TÂCHE À RÉALISER
Recopiez à l'identique le passage du texte fourni qui commence par « Pour conclure, à » et se poursuit jusqu'à « soin de vous. ».

Ainsi, le fait de rencontrer un psychologue noir ferait tomber les barrières concernant le champ de la psychologie. D’ailleurs, une fois la peur de consulter un psychologue dépassée, de nombreux patients sont satisfaits d’avoir franchi le pas.

En ce qui me concerne, les choses ne sont pas aussi délimitées. Je ne pense pas que dans le domaine de la psychologie il doive y avoir un appariement selon l’origine ethnique. Non. Et dans ma pratique quotidienne, bien au contraire et pour mon plus grand plaisir, j’accompagne des personnes de toutes origines : des Blanc.h.es., des Maghrébin.e.s, des Asiatiques, des Métis.s.es et des Noirs bien sûr. 

Quid des Maghrébins, des Asiatiques, etc. ?

«Ça fait longtemps que je voulais consulter. Et je voulais absolument un.e psychologue d’origine japonaise comme moi. Mais quand je vous ai entendue dans « Kiffe ta race », je me suis reconnue dans ce que vous disiez et je me suis dis que c’est vous qu’il me fallait »

Alors s’il y a autant d’arguments pour consulter un thérapeute noir quand on est Noir, je peux extrapoler et me demander si cela ne devrait pas être le cas pour les patients d’origine maghrébine qui voudraient un thérapeute Maghrébin ; des patients d’origine asiatique qui voudraient un thérapeute Asiatique, etc.

Une femme d’origine japonaise m’a dit : « ça fait longtemps que je voulais consulter. Et je voulais absolument un.e psychologue d’origine japonaise comme moi. Mais quand je vous ai entendue, je me suis reconnue dans ce que vous disiez et je me suis dis que c’est vous qu’il me fallait ». Des patients de toutes origines se reconnaissent en moi et viennent me consulter. Il n’y a pas plus grande gratification pour moi. Ce que j’en comprends, c’est que ma qualité de femme racisée (ou racialisée) est perçue comme un indice d’ouverture sur l’autre et de sa compréhension. En tant que personne non blanche, je suis donc perçue plus facilement comme une alliée par les toutes les personnes non blanches quelle que soient leurs origines.

Par ailleurs pour moi, ce n’est pas parce que l’on est Noir que l’on va forcément comprendre et être efficace pour accompagner un patient noir. Car bien évidement, il y a des thérapeutes Noirs, des Maghrébins ou autres qui n’en n’ont rien à faire de ces questions-là. En tant que patient, il faut pouvoir s’autoriser à changer de thérapeute si celui-ci ne nous convient pas.

Pour conclure, à la question « Faut-il un psychologue noir pour les patients Noirs ? » la réponse serait « oui, si c’est ce que veut le patient ». Car après tout, le patient consulte lorsqu’il a des difficultés et une souffrance qu’il veut dépasser. Pour cela, il a besoin d’être à l’aise et de se sentir compris par son thérapeute. Et l’origine ethnique de celui-ci peut entrer peut être perçu, à tort ou à raison, comme un indice d’une meilleure compréhension.

Et vous, qu’en pensez-vous ? Dites-moi ce que vous en pensez en commentaires.

En attendant, prenez soin de vous.

3 commentaires sur « Un psychologue noir pour les Noirs ? »

DONNÉES FOURNIES

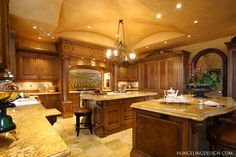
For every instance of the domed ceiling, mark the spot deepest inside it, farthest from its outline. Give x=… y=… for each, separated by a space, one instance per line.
x=96 y=21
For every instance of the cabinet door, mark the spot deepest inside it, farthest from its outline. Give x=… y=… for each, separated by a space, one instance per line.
x=133 y=72
x=50 y=101
x=47 y=68
x=112 y=115
x=127 y=114
x=163 y=76
x=152 y=76
x=27 y=66
x=4 y=33
x=123 y=74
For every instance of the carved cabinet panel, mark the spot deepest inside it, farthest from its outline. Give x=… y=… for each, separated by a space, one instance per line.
x=36 y=67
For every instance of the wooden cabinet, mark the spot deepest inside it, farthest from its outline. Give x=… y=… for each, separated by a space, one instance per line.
x=171 y=74
x=133 y=72
x=161 y=135
x=128 y=72
x=36 y=67
x=48 y=67
x=148 y=76
x=162 y=72
x=114 y=115
x=50 y=100
x=4 y=34
x=123 y=73
x=75 y=99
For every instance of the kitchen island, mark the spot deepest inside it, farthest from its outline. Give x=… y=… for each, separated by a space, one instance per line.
x=35 y=135
x=112 y=111
x=165 y=130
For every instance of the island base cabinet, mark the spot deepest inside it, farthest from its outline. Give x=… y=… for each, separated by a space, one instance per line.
x=158 y=135
x=113 y=116
x=161 y=135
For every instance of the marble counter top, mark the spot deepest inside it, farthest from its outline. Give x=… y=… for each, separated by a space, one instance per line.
x=117 y=96
x=191 y=111
x=48 y=93
x=36 y=137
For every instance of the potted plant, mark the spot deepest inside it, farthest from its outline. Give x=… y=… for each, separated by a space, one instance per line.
x=202 y=83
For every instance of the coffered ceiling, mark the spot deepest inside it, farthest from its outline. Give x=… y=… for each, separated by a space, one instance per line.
x=96 y=21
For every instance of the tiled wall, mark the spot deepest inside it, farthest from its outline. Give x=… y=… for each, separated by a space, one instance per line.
x=124 y=83
x=33 y=86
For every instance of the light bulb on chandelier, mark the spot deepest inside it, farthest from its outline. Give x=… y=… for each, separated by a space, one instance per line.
x=120 y=52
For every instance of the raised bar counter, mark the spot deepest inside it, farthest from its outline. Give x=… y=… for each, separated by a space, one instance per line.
x=115 y=96
x=35 y=135
x=168 y=129
x=112 y=113
x=189 y=111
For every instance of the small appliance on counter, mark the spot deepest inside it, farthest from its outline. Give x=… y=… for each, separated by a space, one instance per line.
x=8 y=92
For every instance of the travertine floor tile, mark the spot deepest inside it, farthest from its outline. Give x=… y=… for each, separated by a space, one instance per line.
x=87 y=145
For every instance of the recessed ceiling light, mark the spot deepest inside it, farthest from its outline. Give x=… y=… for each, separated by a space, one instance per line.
x=158 y=15
x=178 y=5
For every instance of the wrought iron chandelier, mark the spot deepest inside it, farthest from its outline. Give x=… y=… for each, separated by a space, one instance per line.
x=120 y=52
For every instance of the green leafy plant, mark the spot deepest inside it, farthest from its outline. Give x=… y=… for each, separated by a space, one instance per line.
x=205 y=80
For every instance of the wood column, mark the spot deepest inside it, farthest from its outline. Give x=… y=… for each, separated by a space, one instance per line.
x=65 y=77
x=231 y=68
x=66 y=104
x=115 y=77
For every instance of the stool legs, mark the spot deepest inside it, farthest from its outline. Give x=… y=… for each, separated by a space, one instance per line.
x=88 y=123
x=90 y=126
x=77 y=124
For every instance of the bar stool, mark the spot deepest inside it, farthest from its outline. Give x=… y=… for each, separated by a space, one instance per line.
x=223 y=136
x=87 y=113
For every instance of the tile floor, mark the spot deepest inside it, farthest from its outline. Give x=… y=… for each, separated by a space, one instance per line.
x=87 y=145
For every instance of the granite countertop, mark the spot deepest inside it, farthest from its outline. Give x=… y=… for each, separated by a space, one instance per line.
x=190 y=111
x=47 y=93
x=36 y=137
x=117 y=96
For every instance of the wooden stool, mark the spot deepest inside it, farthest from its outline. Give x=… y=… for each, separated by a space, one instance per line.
x=223 y=136
x=87 y=113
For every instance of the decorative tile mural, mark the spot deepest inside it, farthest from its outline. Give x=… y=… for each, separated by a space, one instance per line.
x=84 y=79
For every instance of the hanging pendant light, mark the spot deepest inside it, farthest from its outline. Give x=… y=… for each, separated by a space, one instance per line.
x=120 y=52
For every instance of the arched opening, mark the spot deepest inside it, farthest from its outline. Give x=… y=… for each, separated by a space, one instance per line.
x=87 y=78
x=214 y=57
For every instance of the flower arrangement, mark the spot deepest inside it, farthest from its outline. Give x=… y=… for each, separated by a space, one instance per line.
x=205 y=80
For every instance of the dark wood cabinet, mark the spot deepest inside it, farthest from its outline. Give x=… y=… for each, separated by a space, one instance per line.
x=171 y=74
x=133 y=72
x=128 y=72
x=161 y=72
x=50 y=100
x=114 y=115
x=75 y=99
x=123 y=73
x=27 y=66
x=48 y=67
x=36 y=67
x=153 y=133
x=148 y=76
x=4 y=34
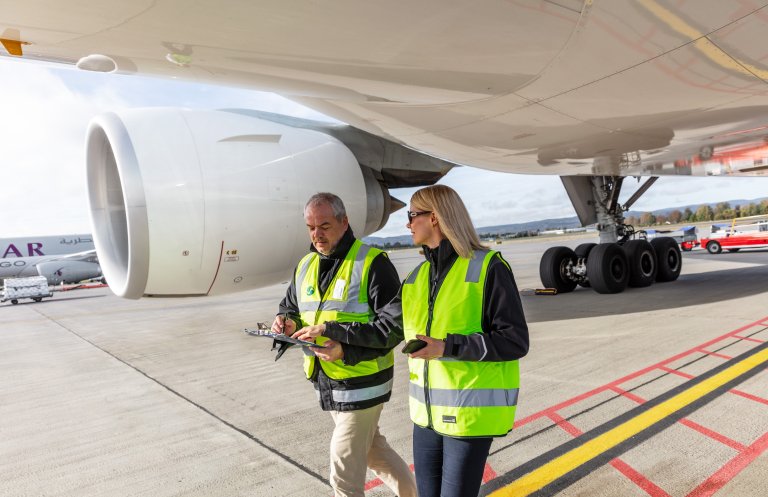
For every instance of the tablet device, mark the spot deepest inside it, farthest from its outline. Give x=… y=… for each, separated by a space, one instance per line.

VOTRE RÉPONSE
Pour conclure, à la question « Faut-il un psychologue noir pour les patients Noirs ? » la réponse serait « oui, si c’est ce que veut le patient ». Car après tout, le patient consulte lorsqu’il a des difficultés et une souffrance qu’il veut dépasser. Pour cela, il a besoin d’être à l’aise et de se sentir compris par son thérapeute. Et l’origine ethnique de celui-ci peut entrer peut être perçu, à tort ou à raison, comme un indice d’une meilleure compréhension.

Et vous, qu’en pensez-vous ? Dites-moi ce que vous en pensez en commentaires.

En attendant, prenez soin de vous.